>>>

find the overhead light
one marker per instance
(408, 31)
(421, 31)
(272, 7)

<<<

The request: Format the records above as a Markdown table with two columns, Row and Line. Number each non-blank line in order and skip any blank lines.

Output of the exercise:
| Row | Line |
|---|---|
| 1 | find the overhead light |
| 2 | one marker per instance |
| 3 | (408, 31) |
| 4 | (421, 31) |
| 5 | (272, 7) |